■ **AIM OF THE EXERCISE**:
In the entries below, the lines from the one with "Emit one marker per instance in this form: [(31, 275)]." through the one with "Emit one marker per instance in this form: [(279, 356)]." are to be copied exactly; both ends count.

Collection entries
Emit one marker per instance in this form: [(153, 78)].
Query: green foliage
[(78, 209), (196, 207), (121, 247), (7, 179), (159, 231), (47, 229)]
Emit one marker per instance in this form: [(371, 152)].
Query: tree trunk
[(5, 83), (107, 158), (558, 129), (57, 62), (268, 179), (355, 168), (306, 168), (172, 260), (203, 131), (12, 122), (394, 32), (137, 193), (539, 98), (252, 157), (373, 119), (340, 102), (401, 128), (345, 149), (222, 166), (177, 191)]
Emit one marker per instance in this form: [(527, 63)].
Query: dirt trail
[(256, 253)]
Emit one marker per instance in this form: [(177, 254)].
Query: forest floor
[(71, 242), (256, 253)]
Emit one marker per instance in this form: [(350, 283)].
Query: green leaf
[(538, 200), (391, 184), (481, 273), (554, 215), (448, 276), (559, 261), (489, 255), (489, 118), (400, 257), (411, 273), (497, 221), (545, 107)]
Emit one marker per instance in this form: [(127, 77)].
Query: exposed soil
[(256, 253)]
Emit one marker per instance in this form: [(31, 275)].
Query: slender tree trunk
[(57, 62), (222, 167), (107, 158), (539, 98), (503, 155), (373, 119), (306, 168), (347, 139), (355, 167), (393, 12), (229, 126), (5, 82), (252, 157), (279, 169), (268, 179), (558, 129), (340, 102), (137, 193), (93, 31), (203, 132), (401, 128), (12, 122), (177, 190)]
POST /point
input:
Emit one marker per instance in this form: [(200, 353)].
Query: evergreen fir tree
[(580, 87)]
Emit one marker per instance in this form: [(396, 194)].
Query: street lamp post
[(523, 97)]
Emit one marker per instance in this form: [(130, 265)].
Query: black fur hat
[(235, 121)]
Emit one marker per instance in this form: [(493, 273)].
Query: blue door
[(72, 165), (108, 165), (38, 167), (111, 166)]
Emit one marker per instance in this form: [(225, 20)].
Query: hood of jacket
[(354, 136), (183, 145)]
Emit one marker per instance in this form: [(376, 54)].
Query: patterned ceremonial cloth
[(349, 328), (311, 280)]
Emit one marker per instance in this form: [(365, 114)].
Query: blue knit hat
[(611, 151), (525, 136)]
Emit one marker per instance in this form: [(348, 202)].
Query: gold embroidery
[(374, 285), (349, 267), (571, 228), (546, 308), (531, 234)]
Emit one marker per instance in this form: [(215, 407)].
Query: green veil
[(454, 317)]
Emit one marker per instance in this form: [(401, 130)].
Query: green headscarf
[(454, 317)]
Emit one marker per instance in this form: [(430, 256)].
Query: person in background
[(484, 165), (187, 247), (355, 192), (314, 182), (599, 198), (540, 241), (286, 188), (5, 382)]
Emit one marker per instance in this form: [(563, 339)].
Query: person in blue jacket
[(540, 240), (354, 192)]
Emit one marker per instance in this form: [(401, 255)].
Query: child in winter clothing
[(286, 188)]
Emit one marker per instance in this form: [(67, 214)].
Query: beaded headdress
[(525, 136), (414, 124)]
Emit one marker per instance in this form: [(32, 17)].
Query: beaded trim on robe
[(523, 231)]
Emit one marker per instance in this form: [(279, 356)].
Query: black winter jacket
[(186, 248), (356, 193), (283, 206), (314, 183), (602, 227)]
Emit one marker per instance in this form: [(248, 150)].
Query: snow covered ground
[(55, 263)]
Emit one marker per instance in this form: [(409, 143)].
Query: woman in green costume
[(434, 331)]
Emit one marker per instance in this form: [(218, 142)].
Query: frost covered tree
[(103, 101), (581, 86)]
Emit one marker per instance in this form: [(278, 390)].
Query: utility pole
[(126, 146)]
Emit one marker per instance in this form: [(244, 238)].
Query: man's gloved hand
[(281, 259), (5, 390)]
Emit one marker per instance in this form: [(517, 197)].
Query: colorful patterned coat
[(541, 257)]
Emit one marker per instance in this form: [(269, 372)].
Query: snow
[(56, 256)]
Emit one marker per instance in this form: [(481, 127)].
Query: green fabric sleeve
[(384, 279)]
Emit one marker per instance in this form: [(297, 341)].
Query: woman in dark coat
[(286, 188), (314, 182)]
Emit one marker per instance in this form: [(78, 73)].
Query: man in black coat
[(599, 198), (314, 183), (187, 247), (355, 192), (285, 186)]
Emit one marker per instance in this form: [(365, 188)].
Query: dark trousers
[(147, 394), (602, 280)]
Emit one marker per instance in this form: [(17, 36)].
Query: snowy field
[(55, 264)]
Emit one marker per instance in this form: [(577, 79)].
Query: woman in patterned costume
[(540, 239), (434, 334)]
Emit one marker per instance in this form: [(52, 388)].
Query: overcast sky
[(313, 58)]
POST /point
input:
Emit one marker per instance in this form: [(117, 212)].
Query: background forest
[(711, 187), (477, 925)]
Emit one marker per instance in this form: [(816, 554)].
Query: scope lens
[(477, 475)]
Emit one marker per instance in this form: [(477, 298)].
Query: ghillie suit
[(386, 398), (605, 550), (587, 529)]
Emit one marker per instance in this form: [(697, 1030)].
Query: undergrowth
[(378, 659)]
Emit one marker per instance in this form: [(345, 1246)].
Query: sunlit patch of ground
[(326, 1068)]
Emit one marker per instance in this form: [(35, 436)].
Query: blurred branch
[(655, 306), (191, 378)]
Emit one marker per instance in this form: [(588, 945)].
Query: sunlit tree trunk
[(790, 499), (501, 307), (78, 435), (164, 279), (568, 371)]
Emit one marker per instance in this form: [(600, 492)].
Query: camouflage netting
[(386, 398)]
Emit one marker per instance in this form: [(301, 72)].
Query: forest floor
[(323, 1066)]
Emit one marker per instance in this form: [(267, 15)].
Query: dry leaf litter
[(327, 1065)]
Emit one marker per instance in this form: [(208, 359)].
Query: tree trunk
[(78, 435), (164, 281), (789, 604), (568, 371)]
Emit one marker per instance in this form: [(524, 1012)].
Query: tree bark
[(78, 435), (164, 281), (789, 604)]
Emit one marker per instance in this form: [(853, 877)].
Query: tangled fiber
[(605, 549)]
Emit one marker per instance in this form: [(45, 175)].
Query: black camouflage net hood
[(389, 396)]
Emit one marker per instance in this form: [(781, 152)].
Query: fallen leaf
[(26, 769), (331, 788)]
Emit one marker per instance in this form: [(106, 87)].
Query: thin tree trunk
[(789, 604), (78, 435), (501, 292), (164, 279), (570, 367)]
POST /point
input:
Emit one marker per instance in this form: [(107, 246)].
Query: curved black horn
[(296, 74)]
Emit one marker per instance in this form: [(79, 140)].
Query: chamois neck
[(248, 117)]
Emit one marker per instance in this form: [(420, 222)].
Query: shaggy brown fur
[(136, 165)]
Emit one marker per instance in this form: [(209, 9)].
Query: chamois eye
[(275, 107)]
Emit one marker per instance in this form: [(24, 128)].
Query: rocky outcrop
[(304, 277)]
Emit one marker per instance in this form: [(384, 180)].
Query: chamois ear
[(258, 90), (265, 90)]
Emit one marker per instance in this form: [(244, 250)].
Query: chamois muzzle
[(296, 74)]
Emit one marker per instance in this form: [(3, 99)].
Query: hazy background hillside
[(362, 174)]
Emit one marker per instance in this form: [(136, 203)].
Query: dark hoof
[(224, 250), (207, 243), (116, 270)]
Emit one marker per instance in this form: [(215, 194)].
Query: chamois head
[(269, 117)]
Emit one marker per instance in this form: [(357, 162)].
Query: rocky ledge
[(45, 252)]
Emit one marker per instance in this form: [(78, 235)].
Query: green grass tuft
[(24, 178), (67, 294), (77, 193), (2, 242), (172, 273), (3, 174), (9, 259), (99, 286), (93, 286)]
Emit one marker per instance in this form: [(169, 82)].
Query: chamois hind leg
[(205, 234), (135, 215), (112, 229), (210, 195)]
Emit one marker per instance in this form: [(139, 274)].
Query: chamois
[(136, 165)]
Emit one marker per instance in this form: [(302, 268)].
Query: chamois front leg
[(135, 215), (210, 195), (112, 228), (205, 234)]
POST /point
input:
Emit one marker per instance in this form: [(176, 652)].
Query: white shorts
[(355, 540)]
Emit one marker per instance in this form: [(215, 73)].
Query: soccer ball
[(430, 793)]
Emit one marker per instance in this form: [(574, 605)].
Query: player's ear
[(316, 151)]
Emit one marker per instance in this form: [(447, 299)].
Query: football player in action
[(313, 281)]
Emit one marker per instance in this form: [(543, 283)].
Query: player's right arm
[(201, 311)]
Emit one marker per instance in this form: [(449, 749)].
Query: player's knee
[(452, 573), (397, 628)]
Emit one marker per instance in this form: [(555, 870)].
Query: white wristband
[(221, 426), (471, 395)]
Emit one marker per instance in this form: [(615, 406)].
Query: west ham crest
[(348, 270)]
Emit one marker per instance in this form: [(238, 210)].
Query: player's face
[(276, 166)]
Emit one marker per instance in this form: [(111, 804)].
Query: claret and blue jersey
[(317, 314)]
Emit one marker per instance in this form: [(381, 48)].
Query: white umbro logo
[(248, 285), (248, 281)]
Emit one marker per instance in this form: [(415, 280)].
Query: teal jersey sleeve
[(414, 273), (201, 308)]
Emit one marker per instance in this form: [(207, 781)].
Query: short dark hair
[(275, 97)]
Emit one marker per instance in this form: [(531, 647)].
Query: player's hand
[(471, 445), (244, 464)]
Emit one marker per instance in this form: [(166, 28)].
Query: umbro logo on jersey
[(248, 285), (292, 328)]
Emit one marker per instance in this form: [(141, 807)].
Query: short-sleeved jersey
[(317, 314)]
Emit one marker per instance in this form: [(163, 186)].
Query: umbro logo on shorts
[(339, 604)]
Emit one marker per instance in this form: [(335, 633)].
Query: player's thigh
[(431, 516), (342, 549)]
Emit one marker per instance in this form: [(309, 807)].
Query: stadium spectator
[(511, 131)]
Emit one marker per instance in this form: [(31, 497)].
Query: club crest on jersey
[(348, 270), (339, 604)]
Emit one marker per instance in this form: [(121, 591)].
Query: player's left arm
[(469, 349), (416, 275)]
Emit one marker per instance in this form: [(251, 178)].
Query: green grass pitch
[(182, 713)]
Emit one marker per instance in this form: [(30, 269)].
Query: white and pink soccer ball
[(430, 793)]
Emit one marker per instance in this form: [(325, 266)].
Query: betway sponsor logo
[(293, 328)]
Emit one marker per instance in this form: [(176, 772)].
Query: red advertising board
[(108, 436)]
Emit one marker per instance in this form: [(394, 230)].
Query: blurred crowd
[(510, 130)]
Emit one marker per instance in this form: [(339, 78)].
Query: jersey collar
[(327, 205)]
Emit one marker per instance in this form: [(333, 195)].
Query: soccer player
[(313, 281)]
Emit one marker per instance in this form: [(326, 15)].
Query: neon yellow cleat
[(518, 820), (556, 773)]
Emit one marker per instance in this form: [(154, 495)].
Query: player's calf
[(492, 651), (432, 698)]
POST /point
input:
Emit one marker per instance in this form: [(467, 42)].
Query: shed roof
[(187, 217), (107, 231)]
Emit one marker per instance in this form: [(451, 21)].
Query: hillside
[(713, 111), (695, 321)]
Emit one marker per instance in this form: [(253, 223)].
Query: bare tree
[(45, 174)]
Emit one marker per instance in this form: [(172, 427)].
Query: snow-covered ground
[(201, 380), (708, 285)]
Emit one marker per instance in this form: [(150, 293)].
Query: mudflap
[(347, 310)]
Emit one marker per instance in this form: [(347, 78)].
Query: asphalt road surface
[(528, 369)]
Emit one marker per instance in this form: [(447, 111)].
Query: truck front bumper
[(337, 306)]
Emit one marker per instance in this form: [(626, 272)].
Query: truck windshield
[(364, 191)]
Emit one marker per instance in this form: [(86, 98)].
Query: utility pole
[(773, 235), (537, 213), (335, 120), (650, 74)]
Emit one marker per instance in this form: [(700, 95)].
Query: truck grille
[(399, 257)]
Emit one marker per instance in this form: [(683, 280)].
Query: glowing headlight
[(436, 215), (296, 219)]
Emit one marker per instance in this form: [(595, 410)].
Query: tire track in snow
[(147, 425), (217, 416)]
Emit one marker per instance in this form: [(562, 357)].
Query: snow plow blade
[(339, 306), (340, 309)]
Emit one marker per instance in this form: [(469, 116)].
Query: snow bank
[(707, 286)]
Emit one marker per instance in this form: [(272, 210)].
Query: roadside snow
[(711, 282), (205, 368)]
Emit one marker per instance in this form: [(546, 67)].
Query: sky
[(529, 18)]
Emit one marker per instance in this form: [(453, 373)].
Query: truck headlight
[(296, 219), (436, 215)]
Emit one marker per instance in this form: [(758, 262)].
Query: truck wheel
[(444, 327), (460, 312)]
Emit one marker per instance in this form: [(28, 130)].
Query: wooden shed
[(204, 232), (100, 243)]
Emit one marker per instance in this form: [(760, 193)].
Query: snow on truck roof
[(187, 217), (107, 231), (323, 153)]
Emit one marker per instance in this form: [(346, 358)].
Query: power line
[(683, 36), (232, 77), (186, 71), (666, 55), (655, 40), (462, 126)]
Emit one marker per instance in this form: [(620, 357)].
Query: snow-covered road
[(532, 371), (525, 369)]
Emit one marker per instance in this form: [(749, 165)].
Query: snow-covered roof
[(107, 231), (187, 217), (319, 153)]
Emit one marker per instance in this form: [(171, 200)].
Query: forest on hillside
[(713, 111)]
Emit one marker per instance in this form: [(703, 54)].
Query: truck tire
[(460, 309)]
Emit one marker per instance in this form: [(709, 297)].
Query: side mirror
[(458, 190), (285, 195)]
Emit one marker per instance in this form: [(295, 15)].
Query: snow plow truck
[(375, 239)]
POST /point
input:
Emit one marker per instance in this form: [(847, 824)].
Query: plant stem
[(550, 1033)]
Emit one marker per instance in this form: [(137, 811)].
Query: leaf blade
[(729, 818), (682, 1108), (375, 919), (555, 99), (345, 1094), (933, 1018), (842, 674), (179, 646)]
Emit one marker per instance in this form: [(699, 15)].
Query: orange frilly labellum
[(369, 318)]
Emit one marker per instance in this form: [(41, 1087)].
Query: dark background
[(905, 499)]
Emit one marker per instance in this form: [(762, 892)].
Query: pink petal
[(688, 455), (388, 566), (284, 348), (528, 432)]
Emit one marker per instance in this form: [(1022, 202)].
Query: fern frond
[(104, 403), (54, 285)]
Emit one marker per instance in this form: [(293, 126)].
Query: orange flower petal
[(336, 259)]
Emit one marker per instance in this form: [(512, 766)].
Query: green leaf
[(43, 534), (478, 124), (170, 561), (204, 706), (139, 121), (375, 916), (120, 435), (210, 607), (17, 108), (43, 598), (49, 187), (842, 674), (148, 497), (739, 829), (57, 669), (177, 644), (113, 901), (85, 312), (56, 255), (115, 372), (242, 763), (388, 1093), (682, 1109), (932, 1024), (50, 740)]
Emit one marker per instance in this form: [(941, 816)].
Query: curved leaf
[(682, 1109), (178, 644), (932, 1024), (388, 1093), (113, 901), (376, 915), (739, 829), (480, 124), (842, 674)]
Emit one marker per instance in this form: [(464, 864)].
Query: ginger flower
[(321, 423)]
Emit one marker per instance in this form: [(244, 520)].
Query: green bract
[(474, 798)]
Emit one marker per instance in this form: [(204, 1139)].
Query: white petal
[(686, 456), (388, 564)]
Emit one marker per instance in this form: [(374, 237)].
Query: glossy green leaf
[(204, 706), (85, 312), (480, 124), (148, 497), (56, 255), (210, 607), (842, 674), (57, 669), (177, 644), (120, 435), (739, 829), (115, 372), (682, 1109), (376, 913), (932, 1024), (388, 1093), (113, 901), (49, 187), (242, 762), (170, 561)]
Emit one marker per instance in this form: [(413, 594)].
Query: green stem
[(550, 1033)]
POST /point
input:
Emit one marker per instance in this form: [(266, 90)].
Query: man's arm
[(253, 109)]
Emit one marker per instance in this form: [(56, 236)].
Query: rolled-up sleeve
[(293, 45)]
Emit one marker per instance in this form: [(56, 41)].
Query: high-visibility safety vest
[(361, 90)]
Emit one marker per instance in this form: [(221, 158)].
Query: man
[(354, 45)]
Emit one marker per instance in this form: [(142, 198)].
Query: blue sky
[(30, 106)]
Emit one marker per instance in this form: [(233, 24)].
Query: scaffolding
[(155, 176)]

■ **THE ANSWER**:
Emit one marker per instance in this form: [(31, 275)].
Query: slender tree trunk
[(57, 62), (222, 167), (107, 158), (539, 98), (503, 155), (373, 119), (306, 168), (347, 139), (355, 167), (393, 12), (229, 126), (5, 82), (252, 157), (279, 169), (268, 179), (558, 129), (340, 102), (137, 193), (93, 31), (203, 132), (401, 128), (12, 122), (177, 190)]
POST /point
input:
Emit one marker per instance in this form: [(200, 353)].
Query: evergreen fir tree
[(580, 87)]
Emit one marker per instance in this form: [(396, 194)].
Query: street lamp post
[(523, 97)]
Emit one marker per instance in this form: [(130, 265)].
Query: black fur hat
[(235, 121)]
Emit one marker per instance in this form: [(493, 273)].
Query: blue door
[(72, 165), (108, 165), (38, 167), (111, 166)]
Emit one marker per instance in this form: [(225, 20)].
Query: hood of jacket
[(354, 136), (183, 145)]
Emit one marker per instance in this form: [(376, 54)].
Query: patterned ceremonial cloth
[(349, 328), (311, 280)]
Emit one marker per instance in this form: [(365, 114)].
Query: blue knit hat
[(611, 151), (525, 136)]
Emit one marker per instance in this form: [(348, 202)].
Query: gold embroidery
[(374, 285), (349, 267), (571, 228), (546, 308), (531, 234)]
Emit one marker per instance in this form: [(215, 407)].
Query: green veil
[(454, 317)]
Emit one marker per instance in this form: [(401, 130)].
Query: green headscarf
[(454, 317)]
Emit one marker per instance in this form: [(430, 256)].
Query: person in background
[(484, 165), (187, 247), (355, 192), (314, 182), (599, 198), (540, 241), (286, 188), (5, 382)]
Emit one marker per instance in this form: [(563, 339)].
Query: person in blue jacket
[(540, 240), (354, 192)]
Emit one marker per instance in this form: [(401, 255)].
Query: child in winter clothing
[(286, 188)]
Emit one marker per instance in this form: [(67, 214)].
Query: beaded headdress
[(525, 136), (414, 124)]
Emit one marker per instance in this form: [(32, 17)].
Query: beaded trim on robe
[(523, 231)]
Emit one marker per instance in this form: [(279, 356)].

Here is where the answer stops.